WHAT YOU WILL DO: State how many lines in the listing below contain the word "expected", with no other words.

DATA LISTING:
- - -

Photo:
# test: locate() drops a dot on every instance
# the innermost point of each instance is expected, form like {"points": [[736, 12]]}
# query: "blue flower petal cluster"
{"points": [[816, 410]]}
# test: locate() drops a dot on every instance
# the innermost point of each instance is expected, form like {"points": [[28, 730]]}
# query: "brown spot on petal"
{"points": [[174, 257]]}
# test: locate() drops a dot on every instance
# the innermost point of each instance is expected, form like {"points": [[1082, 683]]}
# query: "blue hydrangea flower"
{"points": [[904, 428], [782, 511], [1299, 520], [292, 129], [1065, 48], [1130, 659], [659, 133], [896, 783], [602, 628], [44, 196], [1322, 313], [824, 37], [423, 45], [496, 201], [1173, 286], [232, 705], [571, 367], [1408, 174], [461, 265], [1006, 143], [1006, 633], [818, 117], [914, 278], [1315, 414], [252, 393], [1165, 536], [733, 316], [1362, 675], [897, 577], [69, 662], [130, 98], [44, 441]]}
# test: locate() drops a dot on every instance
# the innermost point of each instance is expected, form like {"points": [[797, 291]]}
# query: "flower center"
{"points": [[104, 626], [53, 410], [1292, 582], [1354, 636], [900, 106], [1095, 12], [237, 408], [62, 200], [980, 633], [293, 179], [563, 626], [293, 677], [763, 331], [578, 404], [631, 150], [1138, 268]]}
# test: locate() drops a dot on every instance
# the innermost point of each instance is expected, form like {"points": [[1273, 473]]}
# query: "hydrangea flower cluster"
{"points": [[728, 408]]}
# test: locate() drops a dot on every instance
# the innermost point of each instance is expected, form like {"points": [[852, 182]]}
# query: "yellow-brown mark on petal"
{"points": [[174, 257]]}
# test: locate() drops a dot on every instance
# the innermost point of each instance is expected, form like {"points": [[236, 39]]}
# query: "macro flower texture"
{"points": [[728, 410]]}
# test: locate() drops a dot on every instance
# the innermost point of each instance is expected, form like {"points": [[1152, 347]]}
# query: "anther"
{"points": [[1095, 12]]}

- - -

ANSWER SPACE: 8